# DATA EXTRACT start

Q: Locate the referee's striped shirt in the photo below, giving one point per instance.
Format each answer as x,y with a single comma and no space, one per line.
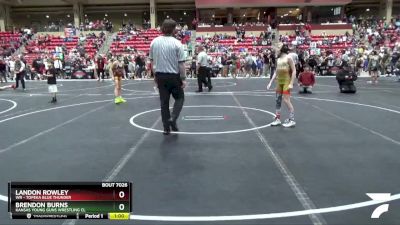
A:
166,52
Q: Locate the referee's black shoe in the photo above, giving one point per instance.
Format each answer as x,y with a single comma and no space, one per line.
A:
167,131
173,125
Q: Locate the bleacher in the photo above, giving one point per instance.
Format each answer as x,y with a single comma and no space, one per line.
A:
140,41
246,45
10,39
89,48
33,50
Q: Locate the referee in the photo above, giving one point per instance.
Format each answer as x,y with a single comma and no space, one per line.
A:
168,63
204,76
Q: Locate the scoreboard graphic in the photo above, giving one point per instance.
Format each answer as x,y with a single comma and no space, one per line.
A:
70,200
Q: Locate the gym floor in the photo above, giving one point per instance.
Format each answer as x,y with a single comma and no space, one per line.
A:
227,165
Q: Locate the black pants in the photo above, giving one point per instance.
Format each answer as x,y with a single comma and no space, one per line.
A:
3,76
21,77
204,77
170,84
100,71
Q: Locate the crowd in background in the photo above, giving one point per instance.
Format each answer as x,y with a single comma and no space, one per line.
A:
373,44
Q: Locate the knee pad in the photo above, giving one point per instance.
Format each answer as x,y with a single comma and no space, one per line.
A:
278,100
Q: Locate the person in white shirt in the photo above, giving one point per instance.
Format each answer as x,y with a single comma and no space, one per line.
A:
20,72
203,76
11,65
58,67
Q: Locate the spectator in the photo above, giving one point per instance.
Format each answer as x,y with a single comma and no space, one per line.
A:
306,81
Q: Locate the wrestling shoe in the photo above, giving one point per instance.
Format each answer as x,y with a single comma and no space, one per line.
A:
173,125
122,100
276,122
289,123
167,131
117,100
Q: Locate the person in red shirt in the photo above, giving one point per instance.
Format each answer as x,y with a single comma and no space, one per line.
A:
306,81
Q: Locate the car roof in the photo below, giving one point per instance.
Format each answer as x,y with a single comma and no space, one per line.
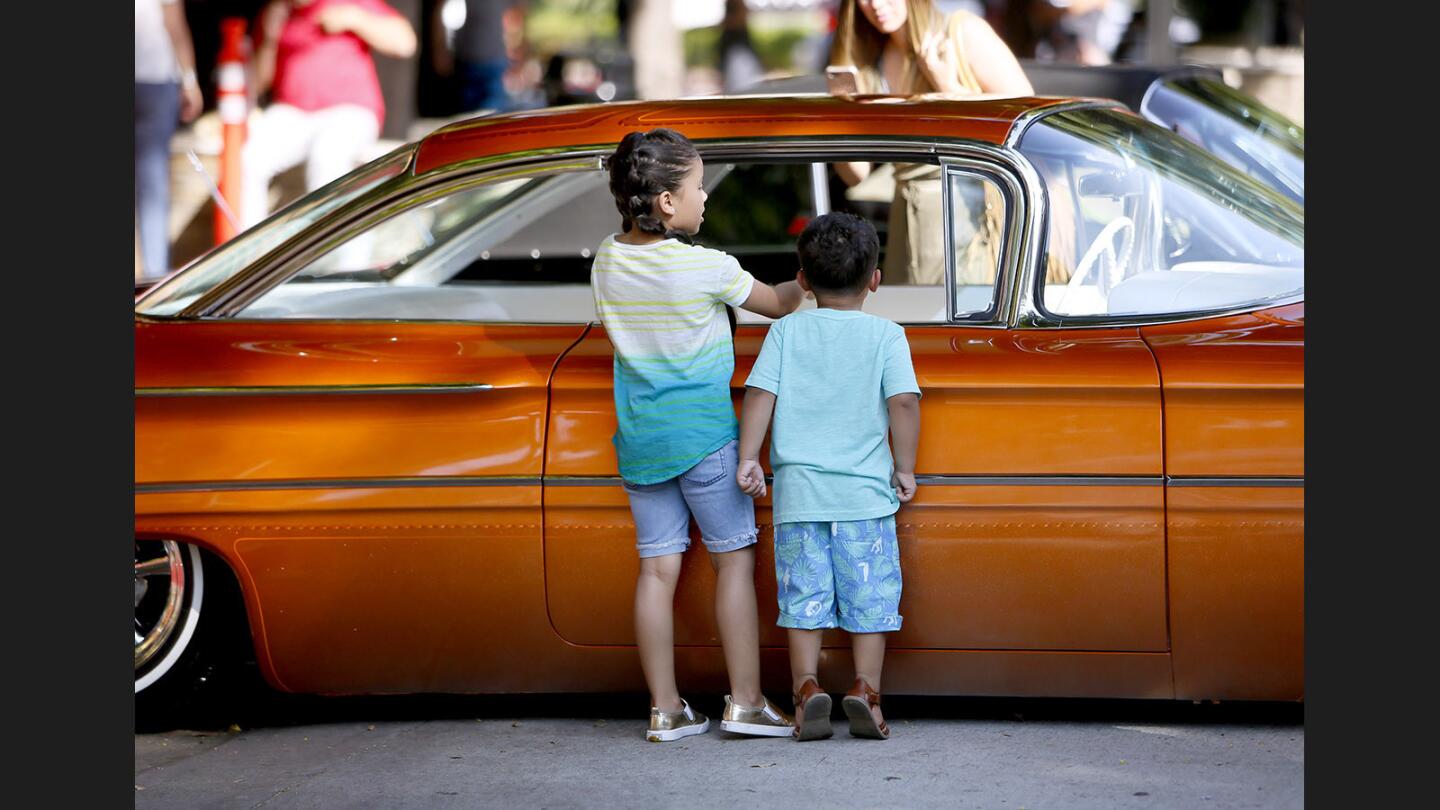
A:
984,118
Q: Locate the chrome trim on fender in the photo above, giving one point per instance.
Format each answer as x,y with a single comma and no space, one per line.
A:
340,483
316,389
935,480
1024,120
1234,482
582,480
617,480
1040,480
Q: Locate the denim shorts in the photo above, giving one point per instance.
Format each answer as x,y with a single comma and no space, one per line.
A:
843,574
707,490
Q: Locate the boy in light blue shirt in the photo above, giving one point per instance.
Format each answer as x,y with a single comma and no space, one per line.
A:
837,381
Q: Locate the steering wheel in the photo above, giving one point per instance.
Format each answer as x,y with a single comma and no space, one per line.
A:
1112,244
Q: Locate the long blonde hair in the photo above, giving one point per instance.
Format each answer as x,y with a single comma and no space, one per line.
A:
860,45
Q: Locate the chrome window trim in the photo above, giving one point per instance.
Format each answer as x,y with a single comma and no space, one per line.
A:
406,190
1017,182
1027,118
316,389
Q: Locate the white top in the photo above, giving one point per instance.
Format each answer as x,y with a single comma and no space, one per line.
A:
154,55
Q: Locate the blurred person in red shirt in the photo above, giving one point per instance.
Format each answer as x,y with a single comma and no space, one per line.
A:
166,92
326,105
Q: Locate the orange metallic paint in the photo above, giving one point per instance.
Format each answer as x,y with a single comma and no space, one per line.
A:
1010,590
1237,591
985,120
994,567
1234,394
1234,405
221,438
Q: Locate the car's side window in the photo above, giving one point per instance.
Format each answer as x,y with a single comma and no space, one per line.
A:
978,214
519,248
514,250
1142,224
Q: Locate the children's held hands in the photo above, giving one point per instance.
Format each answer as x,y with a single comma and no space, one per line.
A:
750,477
905,486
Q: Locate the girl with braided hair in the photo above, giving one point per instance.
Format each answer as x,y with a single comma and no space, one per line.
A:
663,303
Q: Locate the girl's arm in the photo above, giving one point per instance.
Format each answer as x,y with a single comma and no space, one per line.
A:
755,421
774,301
991,59
905,441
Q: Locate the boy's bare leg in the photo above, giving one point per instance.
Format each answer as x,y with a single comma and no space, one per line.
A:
870,657
804,656
655,627
739,623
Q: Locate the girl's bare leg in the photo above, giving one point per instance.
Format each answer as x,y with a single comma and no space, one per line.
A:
655,627
739,623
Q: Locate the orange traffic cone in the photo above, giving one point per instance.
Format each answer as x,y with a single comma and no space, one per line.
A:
234,104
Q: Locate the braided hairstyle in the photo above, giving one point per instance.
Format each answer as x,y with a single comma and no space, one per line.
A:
644,166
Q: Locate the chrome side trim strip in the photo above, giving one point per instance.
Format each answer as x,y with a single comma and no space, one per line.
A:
1040,480
1234,482
342,483
582,480
615,480
316,389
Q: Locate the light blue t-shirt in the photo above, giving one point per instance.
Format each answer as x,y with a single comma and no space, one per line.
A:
831,372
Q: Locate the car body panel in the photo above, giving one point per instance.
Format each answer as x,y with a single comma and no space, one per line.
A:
395,531
1073,565
1234,408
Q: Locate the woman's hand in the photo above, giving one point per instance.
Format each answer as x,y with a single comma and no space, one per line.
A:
938,64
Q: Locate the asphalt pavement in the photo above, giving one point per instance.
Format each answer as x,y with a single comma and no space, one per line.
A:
589,751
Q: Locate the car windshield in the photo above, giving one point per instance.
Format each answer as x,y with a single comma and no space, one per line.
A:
1144,222
183,288
1234,127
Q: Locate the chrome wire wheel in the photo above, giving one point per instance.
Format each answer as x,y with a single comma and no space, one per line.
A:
169,590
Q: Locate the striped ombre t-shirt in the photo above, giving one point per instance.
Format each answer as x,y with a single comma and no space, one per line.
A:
663,306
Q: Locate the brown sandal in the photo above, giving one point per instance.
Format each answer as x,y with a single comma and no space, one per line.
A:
811,712
857,704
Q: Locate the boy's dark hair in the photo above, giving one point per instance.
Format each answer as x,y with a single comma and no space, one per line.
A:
644,166
838,251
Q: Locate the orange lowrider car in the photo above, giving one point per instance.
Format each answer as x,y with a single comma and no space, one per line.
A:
383,417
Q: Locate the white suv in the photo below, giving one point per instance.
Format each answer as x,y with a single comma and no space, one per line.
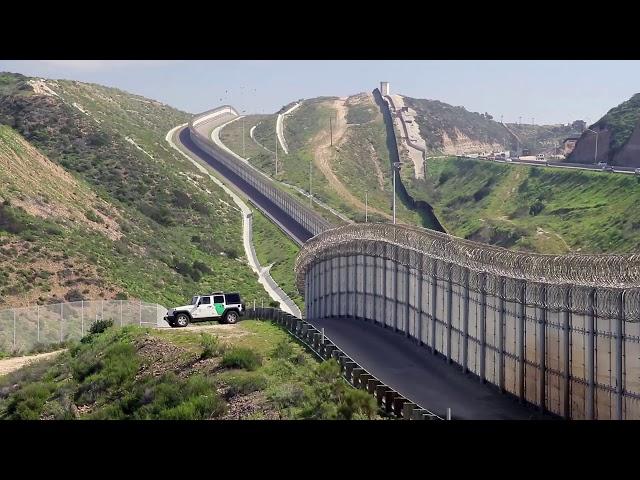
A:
225,306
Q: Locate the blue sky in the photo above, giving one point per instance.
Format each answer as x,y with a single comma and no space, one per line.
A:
548,91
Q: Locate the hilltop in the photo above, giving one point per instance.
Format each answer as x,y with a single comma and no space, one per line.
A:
618,137
96,205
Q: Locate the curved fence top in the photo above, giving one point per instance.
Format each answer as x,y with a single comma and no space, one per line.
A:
297,210
606,270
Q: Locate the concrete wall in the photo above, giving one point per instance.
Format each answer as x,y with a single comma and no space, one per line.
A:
300,213
570,349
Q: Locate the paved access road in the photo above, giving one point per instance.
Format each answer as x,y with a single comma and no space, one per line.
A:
422,377
301,233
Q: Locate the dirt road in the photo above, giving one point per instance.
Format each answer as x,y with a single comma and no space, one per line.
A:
11,364
324,153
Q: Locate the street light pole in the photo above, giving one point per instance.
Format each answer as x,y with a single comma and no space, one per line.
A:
396,166
366,206
595,158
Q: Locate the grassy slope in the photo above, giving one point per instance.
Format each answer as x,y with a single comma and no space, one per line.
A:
171,216
134,373
273,247
354,157
580,211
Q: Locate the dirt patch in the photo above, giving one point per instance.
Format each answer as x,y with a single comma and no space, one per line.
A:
11,364
324,154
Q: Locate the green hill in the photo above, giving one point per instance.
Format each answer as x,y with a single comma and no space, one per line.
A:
96,204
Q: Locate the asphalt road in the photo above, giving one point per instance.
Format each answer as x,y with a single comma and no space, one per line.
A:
254,195
422,377
573,166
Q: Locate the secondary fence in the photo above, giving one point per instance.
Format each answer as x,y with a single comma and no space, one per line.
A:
298,211
23,329
560,332
387,399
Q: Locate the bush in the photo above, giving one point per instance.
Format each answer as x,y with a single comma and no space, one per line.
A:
245,384
74,295
240,357
211,346
283,350
357,404
100,326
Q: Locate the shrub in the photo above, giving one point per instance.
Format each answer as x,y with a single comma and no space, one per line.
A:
245,384
74,295
240,357
211,346
283,350
100,326
357,404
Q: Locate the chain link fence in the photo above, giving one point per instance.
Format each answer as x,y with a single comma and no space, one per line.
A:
24,329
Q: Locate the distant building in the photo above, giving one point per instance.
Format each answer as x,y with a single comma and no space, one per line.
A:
579,125
568,144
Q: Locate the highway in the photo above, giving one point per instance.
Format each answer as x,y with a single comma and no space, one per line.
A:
420,376
572,166
294,228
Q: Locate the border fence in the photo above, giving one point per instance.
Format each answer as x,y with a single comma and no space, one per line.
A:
559,332
313,222
23,329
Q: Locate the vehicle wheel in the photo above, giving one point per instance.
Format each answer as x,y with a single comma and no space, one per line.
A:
231,317
182,320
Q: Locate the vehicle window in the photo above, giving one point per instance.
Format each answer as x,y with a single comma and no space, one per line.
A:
232,298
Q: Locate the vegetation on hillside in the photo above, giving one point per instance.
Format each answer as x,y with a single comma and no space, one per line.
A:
621,121
171,231
135,373
539,209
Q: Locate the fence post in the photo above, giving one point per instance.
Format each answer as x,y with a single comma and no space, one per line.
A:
449,311
501,315
395,291
465,322
483,325
619,352
590,361
419,277
434,295
407,293
521,337
542,344
61,320
567,353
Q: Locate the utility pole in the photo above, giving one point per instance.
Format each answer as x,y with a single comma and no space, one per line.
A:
310,184
366,207
243,149
396,166
331,129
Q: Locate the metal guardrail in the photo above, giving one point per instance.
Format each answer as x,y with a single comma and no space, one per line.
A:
389,400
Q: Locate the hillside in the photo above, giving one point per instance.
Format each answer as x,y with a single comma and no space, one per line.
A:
98,196
536,209
252,370
356,165
453,130
618,137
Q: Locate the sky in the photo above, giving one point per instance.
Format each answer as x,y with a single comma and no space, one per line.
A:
545,92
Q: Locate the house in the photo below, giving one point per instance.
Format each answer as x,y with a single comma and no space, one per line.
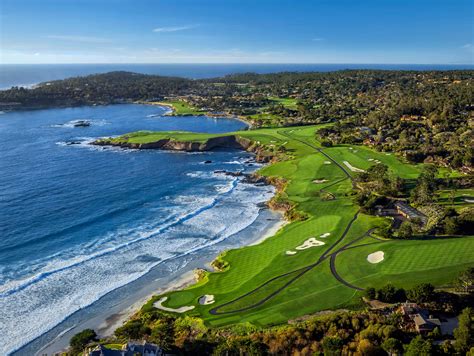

# DATA EXTRACT end

*AIM*. Find each line in the rows above that contains the string "fence" and copy it out. Case counts.

*ANSWER FOR THE TASK*.
Q: Locate the curved fence top in the photo above, giving one point per instance.
Q: Locate the secondary fence in the photo above, giving one point per instance.
Q: Locate the chain link fence in the photo above, giving one point per instance.
Q: Locate the border fence in the photo above, giving one point per instance.
Q: Locate the fence post in the photo above, giving one point per instance.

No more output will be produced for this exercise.